→ **Opdracht A**:
Kopieer de items ongewijzigd, vanaf het begin van de items tot en met de regel die "(1252, 450)" bevat.

Ik voelde een enorme kracht in dat koppie van haar, het was echt fysiek voelbaar. Ik moest zelf ook kracht zetten om haar goed vast te blijven houden. Maar dat was wel goed. Dat hield mij bij de les.   

Lichttouwtje

Ik ben in het ouderlijk huis. Ik loop naar boven, naar beneden, naar boven. Mijn vriendinnetjes spelen bij mij thuis. Ik heb het druk met spullen heen en weer sjouwen. Misschien een serviesje, met kinderthee, zoiets. 

Op mijn kamertje zit mijn ene vriendinnetje. Ze maakt zichzelf onzichtbaar. Ze is dan niet meer in deze wereld. Het is alsof ze aan een lichttouwtje trekt, en dat ze er dan niet meer is. Zoals ook bij Tita Tovenaar. Ik schrik er wel van, want ik weet niet of ze nu dood is of niet. En heeft ze zichzelf dan dood gemaakt? Hoe moet ik dat zien? Ik vertel het aan mijn andere vriendinnetje, en ook nog aan een aantal andere mensen. Ik vind het raar dat we allemaal niet emotioneel aangeslagen zijn. 

Als ik dan weer van beneden naar mijn kamertje ga, zie ik daar mijn vriendinnetje, terwijl ze dus al 'overgegaan is'. Ik zeg dat we niet begrijpen wat er gebeurd is, en hoe ze dat dan gedaan heeft. Oh zegt ze, ik heb gewoon de computer aan gezet en ergens aan een touwtje getrokken, dat vast zat aan het toetsenbord. Het is een oude computer, zoals de eerste computers van vroeger. 

Ik vind het maar raar allemaal. Maar ik ben ook wel blij dat ik mij dus blijkbaar niet zo'n zorgen hoef te maken, omdat ze dat zelf ook niet doet. Toch ben ik er ook niet helemaal gerust op....

dinsdag 12 januari 2021

Droomfragmenten

Meerdere droomfragmenten, die zeker wel de moeite waard zijn om te vermelden. Te beginnen met de droom van vannacht, en dan wat dromen van eerder....

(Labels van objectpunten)
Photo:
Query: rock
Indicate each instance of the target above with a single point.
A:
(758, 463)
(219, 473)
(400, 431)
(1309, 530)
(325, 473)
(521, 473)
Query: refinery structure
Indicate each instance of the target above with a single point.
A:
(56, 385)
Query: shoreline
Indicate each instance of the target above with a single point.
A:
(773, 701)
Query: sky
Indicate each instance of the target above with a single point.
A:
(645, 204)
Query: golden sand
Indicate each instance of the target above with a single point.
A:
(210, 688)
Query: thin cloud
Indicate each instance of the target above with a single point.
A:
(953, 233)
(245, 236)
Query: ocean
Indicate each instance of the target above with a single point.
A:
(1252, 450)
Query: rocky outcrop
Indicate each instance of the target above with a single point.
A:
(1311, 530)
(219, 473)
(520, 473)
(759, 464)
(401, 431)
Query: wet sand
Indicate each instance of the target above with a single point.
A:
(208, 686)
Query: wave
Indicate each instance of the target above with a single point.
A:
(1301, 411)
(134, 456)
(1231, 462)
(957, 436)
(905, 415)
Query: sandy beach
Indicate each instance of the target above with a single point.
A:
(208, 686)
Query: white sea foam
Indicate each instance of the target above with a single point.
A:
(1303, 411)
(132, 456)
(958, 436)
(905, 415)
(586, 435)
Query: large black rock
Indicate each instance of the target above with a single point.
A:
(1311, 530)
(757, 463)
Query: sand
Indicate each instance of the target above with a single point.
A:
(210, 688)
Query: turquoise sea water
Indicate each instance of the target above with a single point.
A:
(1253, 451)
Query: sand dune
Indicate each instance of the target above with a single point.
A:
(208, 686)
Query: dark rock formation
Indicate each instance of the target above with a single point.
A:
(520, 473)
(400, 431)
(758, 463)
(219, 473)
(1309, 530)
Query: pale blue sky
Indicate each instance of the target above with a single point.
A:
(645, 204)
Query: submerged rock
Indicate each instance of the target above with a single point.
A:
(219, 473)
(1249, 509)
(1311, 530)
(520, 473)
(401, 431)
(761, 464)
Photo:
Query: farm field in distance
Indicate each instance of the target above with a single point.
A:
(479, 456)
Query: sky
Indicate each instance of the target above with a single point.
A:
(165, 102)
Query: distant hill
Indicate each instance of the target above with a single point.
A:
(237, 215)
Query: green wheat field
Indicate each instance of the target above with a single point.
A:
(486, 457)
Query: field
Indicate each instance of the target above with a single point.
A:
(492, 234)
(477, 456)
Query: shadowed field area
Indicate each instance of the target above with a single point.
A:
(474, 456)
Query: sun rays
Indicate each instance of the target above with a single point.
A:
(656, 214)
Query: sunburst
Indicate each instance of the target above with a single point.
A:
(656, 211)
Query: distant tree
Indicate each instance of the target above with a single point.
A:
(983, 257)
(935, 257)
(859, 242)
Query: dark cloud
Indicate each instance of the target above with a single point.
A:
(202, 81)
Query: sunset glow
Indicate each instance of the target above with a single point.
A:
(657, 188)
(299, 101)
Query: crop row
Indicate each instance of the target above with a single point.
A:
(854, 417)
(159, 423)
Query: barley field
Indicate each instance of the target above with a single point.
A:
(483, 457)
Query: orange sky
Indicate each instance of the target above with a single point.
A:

→ **Opdracht B**:
Waaraan zat volgens het tekstfragment het touwtje vast waaraan het vriendinnetje trok?

→ **Volledig antwoord A**:
Photo:
Query: rock
Indicate each instance of the target above with a single point.
A:
(758, 463)
(219, 473)
(400, 431)
(1309, 530)
(325, 473)
(521, 473)
Query: refinery structure
Indicate each instance of the target above with a single point.
A:
(56, 385)
Query: shoreline
Indicate each instance of the target above with a single point.
A:
(773, 701)
Query: sky
Indicate each instance of the target above with a single point.
A:
(645, 204)
Query: golden sand
Indicate each instance of the target above with a single point.
A:
(210, 688)
Query: thin cloud
Indicate each instance of the target above with a single point.
A:
(953, 233)
(245, 236)
Query: ocean
Indicate each instance of the target above with a single point.
A:
(1252, 450)

→ **Volledig antwoord B**:
Aan het toetsenbord van de computer.